> Instructions for the task
Check the records below line by line, and report how many lines include the string "blue". No other words are needed.

> Given records
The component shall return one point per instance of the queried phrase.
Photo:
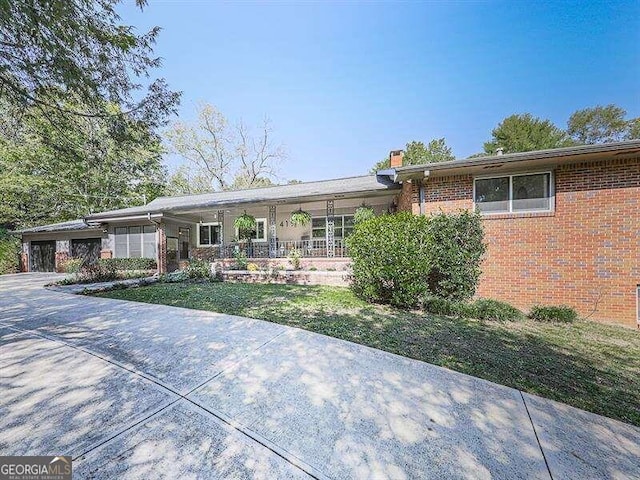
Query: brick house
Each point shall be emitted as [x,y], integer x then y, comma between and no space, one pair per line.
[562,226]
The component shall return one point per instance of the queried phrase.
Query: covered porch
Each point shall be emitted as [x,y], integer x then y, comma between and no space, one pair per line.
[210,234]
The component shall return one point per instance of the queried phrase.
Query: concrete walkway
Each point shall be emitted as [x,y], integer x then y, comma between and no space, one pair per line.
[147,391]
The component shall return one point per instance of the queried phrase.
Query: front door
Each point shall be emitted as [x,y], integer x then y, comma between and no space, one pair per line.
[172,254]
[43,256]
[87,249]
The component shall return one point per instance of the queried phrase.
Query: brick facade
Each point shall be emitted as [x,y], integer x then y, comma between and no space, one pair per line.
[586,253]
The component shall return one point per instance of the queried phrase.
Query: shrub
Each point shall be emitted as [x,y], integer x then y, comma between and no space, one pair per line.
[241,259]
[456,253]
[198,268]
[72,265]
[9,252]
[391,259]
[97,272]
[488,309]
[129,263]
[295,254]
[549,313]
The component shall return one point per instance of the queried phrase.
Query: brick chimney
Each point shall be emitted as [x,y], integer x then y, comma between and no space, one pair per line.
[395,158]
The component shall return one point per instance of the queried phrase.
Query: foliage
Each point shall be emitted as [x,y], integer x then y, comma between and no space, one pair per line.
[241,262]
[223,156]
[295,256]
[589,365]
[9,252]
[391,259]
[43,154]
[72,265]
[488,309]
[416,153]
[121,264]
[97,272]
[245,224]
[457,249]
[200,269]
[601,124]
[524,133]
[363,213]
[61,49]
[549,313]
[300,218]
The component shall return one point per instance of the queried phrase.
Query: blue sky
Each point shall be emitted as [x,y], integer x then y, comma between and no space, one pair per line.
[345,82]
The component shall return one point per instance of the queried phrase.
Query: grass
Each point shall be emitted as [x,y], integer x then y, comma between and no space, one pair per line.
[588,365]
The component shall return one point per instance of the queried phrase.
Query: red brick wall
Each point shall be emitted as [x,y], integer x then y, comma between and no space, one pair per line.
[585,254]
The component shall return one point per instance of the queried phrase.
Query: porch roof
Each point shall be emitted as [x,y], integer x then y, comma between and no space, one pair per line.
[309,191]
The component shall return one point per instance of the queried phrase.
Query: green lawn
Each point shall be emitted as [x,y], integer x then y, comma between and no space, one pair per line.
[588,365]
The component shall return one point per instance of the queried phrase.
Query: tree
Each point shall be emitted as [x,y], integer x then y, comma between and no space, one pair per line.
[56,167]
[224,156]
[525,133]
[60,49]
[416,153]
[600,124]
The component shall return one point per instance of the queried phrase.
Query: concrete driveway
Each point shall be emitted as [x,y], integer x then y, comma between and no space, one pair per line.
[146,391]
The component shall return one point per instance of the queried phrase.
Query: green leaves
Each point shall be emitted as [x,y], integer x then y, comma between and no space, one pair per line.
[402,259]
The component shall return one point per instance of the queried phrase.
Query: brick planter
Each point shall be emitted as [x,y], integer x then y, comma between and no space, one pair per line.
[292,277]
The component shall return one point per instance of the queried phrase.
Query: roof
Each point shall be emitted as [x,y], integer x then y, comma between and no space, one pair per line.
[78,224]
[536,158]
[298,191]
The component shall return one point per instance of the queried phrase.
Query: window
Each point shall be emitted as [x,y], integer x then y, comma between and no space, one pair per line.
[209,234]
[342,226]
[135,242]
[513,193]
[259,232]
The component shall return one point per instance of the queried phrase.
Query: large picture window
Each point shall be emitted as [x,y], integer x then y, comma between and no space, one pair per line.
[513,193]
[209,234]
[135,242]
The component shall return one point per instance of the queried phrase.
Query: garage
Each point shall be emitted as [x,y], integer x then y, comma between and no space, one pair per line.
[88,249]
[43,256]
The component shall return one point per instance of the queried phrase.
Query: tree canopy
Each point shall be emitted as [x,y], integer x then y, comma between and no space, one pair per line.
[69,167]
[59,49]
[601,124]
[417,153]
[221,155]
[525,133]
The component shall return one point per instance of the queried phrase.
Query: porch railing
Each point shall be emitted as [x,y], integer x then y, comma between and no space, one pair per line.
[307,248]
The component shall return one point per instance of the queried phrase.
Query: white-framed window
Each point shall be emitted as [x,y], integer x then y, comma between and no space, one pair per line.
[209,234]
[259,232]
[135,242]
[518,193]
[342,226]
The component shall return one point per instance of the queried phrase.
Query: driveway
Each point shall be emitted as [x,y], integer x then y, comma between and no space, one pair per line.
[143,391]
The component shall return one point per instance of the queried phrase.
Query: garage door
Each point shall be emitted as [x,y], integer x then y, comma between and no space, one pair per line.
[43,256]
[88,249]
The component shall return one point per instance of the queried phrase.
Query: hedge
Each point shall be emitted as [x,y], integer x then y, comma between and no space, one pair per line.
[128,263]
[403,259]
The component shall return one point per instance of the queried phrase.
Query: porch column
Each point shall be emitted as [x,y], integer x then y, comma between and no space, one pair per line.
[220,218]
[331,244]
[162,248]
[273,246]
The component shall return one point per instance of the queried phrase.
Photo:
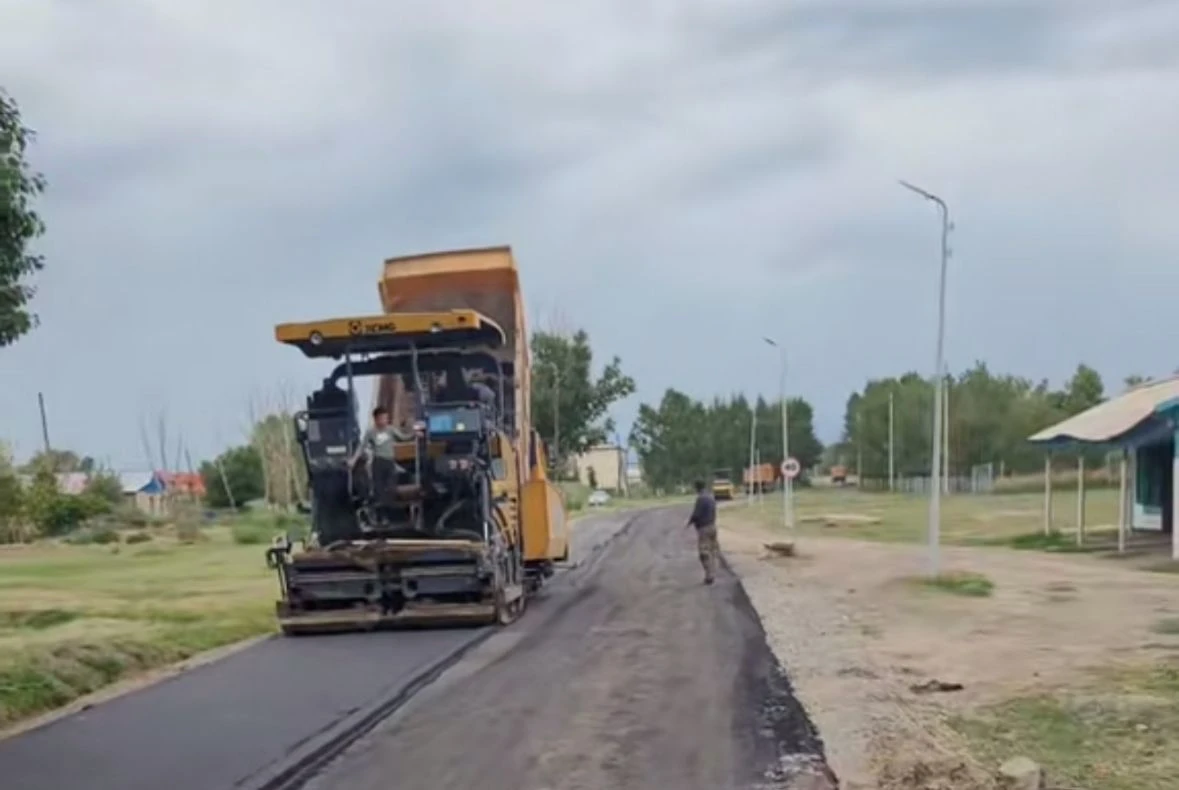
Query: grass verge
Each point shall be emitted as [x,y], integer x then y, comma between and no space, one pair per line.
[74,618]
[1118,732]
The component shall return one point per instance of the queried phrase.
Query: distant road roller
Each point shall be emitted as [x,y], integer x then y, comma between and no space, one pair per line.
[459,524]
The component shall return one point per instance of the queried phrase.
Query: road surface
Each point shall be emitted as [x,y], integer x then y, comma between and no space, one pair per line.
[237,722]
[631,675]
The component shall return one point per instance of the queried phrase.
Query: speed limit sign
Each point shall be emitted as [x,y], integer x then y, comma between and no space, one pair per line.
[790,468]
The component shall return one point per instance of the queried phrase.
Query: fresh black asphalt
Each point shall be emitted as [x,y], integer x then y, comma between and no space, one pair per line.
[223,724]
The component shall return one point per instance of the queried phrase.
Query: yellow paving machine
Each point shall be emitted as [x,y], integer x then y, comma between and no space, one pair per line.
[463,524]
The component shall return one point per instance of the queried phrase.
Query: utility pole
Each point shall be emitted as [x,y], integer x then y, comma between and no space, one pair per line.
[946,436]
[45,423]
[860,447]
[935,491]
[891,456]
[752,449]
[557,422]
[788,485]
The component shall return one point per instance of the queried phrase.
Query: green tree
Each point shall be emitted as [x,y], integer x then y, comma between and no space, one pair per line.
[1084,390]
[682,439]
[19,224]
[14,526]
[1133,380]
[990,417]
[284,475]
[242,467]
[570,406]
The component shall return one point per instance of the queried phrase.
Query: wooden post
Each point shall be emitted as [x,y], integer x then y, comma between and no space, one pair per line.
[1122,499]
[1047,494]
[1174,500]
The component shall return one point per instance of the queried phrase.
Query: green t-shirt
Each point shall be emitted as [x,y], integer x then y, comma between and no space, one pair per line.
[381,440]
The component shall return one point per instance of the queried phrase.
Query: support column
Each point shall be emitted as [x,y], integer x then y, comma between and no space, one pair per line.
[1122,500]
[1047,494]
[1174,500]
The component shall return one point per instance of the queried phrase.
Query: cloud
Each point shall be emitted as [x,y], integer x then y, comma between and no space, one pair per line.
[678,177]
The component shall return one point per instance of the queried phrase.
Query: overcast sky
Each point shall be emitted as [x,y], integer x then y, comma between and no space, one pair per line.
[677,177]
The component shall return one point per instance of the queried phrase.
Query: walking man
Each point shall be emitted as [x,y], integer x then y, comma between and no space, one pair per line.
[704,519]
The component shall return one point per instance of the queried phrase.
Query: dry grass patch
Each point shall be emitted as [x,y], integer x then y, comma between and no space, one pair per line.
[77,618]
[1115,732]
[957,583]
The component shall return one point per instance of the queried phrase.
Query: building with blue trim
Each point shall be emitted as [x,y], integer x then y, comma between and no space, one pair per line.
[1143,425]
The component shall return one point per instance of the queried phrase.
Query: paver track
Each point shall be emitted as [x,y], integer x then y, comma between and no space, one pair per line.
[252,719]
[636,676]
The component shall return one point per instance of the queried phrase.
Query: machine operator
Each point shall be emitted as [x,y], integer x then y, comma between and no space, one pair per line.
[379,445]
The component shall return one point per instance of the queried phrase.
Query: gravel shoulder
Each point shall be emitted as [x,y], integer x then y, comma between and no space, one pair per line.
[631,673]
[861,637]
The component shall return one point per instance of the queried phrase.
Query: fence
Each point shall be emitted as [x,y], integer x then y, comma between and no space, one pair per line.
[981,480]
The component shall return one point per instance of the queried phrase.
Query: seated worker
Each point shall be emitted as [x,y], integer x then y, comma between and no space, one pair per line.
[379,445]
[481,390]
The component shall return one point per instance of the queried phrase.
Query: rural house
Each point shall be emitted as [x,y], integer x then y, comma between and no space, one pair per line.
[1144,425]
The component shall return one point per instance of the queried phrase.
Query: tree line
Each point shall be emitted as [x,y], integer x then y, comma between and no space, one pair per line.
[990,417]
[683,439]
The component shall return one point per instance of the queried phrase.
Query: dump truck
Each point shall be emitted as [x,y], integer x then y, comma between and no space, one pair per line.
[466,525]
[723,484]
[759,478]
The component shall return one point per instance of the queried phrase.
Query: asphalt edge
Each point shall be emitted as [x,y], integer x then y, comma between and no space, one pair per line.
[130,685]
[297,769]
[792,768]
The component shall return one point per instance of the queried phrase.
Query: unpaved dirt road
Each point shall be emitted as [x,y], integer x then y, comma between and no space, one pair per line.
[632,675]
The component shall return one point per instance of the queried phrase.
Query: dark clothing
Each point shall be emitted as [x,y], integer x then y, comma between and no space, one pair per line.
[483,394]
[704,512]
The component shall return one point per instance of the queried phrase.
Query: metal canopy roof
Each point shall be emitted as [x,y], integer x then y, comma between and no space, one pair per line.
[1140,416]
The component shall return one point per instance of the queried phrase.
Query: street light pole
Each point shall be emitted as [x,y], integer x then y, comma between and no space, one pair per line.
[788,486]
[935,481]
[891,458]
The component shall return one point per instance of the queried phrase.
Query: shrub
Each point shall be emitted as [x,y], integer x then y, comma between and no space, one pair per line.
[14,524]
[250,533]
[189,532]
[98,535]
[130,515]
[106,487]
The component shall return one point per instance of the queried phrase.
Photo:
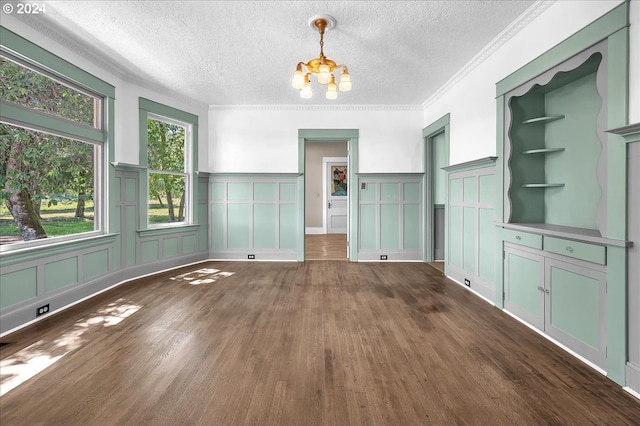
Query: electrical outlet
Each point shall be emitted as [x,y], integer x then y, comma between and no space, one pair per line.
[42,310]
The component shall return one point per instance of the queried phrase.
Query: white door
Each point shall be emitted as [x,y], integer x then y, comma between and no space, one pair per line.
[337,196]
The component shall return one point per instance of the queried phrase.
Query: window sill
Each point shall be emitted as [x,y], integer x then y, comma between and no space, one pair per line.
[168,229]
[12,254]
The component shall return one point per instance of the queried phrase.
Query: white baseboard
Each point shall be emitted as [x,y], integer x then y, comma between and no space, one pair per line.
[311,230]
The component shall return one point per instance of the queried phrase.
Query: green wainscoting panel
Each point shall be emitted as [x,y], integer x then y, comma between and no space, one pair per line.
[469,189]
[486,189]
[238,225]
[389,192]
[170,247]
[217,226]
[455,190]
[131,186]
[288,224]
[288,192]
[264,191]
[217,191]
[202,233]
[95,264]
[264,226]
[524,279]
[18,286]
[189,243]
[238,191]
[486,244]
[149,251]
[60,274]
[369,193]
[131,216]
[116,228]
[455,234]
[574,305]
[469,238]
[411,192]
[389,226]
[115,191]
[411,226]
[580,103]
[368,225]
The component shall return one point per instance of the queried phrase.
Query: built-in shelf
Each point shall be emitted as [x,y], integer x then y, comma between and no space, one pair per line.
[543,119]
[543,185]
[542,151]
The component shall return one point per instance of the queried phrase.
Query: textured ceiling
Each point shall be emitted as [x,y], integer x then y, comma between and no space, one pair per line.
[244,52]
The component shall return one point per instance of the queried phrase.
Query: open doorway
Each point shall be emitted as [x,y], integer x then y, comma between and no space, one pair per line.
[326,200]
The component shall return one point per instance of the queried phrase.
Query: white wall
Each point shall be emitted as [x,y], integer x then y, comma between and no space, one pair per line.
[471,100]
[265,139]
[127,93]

> Finished exercise
2